* [SUPPLIED ENTRIES]:
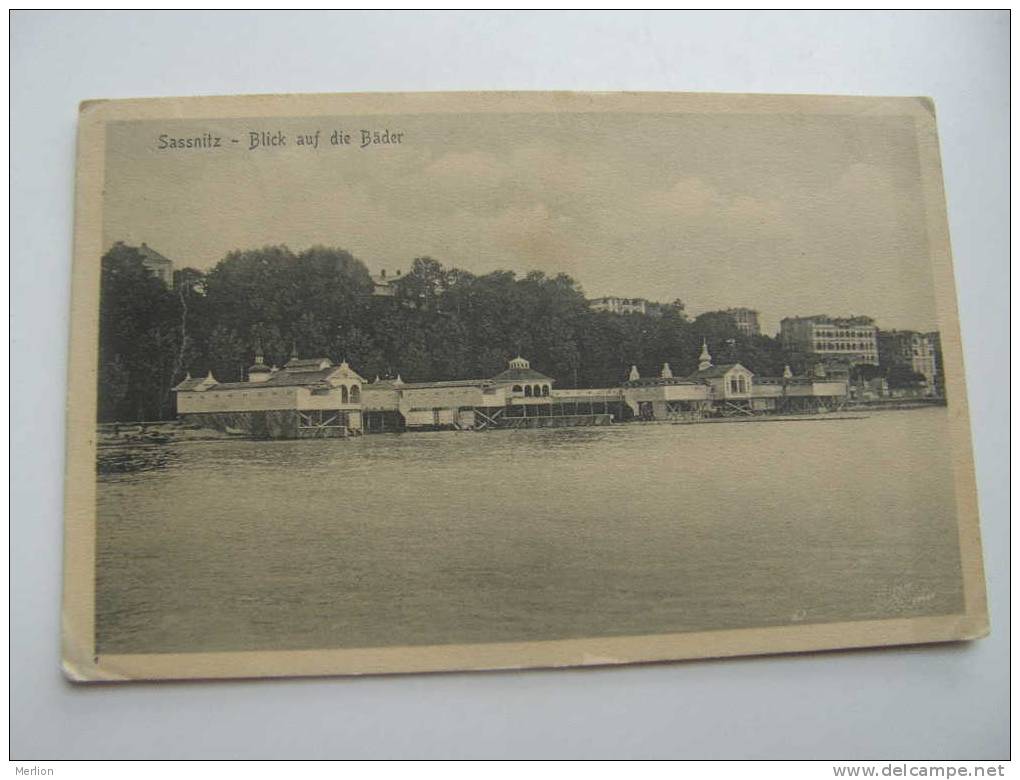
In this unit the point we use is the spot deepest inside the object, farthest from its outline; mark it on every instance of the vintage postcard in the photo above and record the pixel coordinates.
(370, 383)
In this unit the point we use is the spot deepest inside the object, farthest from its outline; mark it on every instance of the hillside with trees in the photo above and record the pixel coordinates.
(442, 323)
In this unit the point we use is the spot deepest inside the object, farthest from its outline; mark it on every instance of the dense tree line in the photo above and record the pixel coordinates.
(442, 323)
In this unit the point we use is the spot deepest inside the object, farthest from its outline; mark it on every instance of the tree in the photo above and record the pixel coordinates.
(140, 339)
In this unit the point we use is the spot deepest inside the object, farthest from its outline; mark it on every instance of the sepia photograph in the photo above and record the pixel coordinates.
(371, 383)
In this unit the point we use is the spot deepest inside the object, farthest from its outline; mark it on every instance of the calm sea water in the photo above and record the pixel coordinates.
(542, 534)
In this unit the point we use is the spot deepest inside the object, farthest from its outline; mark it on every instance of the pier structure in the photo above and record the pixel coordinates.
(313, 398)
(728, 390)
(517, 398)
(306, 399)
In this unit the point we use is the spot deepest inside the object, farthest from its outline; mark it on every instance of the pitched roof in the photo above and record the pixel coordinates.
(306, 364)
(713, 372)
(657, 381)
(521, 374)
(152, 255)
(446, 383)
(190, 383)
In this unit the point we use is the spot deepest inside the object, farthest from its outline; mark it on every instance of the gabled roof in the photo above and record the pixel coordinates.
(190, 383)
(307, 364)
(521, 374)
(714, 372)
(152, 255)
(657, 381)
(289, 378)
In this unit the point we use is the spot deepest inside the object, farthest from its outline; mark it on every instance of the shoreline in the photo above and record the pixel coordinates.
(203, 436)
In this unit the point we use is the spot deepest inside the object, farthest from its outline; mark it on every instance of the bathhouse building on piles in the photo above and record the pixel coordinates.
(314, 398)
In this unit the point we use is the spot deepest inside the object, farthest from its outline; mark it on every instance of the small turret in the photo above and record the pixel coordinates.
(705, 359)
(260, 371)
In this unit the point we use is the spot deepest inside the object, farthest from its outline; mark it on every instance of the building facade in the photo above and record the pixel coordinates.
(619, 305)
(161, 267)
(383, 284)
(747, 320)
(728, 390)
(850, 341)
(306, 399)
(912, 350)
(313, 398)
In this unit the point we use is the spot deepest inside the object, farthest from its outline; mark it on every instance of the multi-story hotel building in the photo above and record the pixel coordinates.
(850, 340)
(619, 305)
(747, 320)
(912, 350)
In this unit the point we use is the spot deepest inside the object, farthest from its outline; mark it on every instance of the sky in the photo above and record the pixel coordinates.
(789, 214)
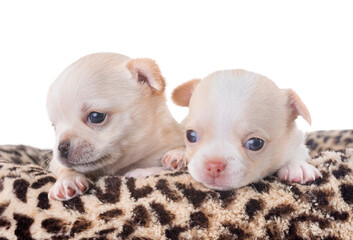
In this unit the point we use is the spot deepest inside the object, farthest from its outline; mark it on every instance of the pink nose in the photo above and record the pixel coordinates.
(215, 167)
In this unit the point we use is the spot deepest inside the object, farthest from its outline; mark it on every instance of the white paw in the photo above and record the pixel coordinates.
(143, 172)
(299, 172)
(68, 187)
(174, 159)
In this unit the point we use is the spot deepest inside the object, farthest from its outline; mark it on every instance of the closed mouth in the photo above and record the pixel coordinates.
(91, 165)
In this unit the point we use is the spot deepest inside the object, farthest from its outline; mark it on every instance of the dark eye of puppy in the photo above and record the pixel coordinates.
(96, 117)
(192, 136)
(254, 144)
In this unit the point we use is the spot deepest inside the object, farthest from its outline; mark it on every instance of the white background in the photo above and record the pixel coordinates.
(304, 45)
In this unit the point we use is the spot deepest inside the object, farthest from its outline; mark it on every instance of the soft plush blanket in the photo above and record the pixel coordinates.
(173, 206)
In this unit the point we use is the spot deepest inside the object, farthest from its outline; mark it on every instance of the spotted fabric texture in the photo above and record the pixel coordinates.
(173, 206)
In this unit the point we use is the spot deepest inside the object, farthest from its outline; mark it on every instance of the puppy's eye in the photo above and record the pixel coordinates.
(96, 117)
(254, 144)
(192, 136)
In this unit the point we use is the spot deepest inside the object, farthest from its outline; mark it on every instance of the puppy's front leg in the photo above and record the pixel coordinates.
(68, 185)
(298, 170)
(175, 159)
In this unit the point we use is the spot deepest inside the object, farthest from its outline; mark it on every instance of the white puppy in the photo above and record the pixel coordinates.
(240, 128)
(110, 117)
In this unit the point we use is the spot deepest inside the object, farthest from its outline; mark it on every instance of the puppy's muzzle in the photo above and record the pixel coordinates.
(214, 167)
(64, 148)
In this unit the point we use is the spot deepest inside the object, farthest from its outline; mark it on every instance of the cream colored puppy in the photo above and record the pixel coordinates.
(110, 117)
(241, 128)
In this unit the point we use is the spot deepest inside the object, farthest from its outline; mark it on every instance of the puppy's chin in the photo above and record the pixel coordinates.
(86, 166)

* [REQUEST]: Reproduce all of the rows above verbatim, leaving the pictures out.

* [RESULT FOR THIS EXERCISE]:
In this unit the point we use is the spot deepest inside the object, farthest from its outline; mark it on every instance of the vintage postcard in the photo above and record the pixel coordinates.
(370, 383)
In this unit the point we use is the spot deepest inside the object, farthest from its outline; mark it on every instance of the hillside with trees in the photo above and record the pixel coordinates.
(442, 323)
In this unit the point we use is the spot deepest inside the object, farthest from its outline; mark it on every instance of the dense tree line in the photo above and record the pixel coordinates.
(442, 323)
In this unit the point we use is the spot deepest inside the object, farthest from its outline; mark it on every instance of the tree in the photo above and record the pixel coordinates.
(140, 339)
In this unit the point we use is the spot deepest inside the object, farthest from its outline; mark it on every instance of the sepia photograph in the photo above and record the pixel coordinates.
(371, 383)
In this unit the point we use is the spot deepest inside the object, farthest from its outline; mark it on every instance of the calm sea water in the photo above and record the pixel coordinates.
(542, 534)
In this unit the point we use is the spot deepest inside the object, farthest from its outline; mark it on every instance of the pier structure in the photo above and record the pixel coordinates.
(313, 398)
(728, 390)
(517, 398)
(306, 399)
In this unit the point we use is the spot deepest inside the object, farthest from its outline; mark it on every instance of the pitched roof in the photo above and record the pixel coordinates.
(306, 364)
(713, 372)
(657, 381)
(521, 374)
(152, 255)
(446, 383)
(190, 383)
In this unit the point we use is the spot deepest inside the object, farthest from its outline; mark it on every instance of the gabled roof in the photo above and record the pixel coordinates.
(190, 383)
(307, 364)
(521, 374)
(714, 372)
(152, 255)
(657, 381)
(289, 378)
In this unit the point we use is the spot deepest inside the object, farthest from its outline; mark it on every instance of the shoreline in the photo above and record the pixel coordinates.
(203, 436)
In this unit the point we use is the spot deepest inside the object, farthest from its outline; mark it on every instance of the bathhouse building on piles in the photo above and record the pixel coordinates.
(314, 398)
In this unit the point we use is the spot deepest inside the object, farthest from its outline; mark it on every instance of the small turret in the photo above and record the pixel coordinates.
(705, 359)
(260, 371)
In this unit the point we use is the spot deepest inside the object, farthest from its outline; mark it on every instance of the building facade in the photo above and record the pixel coordinates.
(619, 305)
(161, 267)
(383, 284)
(747, 320)
(728, 390)
(850, 341)
(306, 399)
(912, 350)
(313, 398)
In this unit the point we use is the spot deepest inside the object, farthest from its outline; mark it on every instance of the multi-story hotel building in the photo above and record the pixel coordinates.
(850, 340)
(619, 305)
(747, 320)
(912, 350)
In this unit the point we use is the spot deepest inside the object, farthest from its outline; mark it on every instance of the sky in the photo above and record the pixel coordinates.
(789, 214)
In this unit the point we use is the spot deepest inside the object, farthest from its outline; mark it on every instance of the pink nose in the photo above and record the pixel coordinates.
(215, 167)
In this unit the point we use is the spot deepest inside the object, farthest from its outline; mark it on every instance of the white paw in the photo above and record the pixel coordinates.
(143, 172)
(299, 172)
(68, 187)
(174, 159)
In this unit the point we use is the spot deepest inside the object, farthest from its outline; mark it on every instance of the closed mouth in the photo above and record the pixel coordinates.
(91, 165)
In this unit the point we use is the spot deepest inside the object, farthest from its outline; mark it on every instance of the dark eye of puppy in the photo above and record the pixel coordinates.
(96, 117)
(192, 136)
(254, 144)
In this unit the point we use is the spot deepest inside the object, farthest from its outline; mark it on every instance of the white background in the photo above and record the pixel coordinates.
(304, 45)
In this unit the point we use is the spot deepest inside the object, farthest from its outline; mark it on every instance of the soft plush blanket in the photo above and record the pixel coordinates.
(173, 206)
In this unit the point we use is the spot deepest inside the object, farthest from its outline; mark it on every instance of the spotted fabric texture in the photo above and record the pixel coordinates.
(173, 206)
In this unit the point we use is the spot deepest inside the object, farthest from its outline; mark it on every instance of the puppy's eye in the photo above and record the pixel coordinates.
(96, 117)
(254, 144)
(192, 136)
In this unit the point we use is the spot deepest inside the object, farthest from its outline; mark it on every instance of the puppy's front leg in the photo above and record the pixel coordinates.
(68, 185)
(298, 170)
(175, 159)
In this unit the point we use is the spot deepest inside the object, farthest from its outline; mark it on every instance of the white puppy in the photo above and record the pixel coordinates.
(240, 128)
(110, 117)
In this unit the point we use is the spot deepest inside the object, farthest from its outline; mark it on every instance of the puppy's muzzle in the photo above and record the pixel coordinates.
(214, 167)
(64, 148)
In this unit the point we use is the spot deepest inside the object, farthest from its outline; mark it on every instance of the cream colored puppy in the photo above and record the pixel coordinates.
(110, 117)
(241, 128)
In this unit the point we use is the spot deepest inside the object, farthest from its outline; mark it on every instance of the puppy's chin in the photo above and record the pixel coordinates.
(86, 166)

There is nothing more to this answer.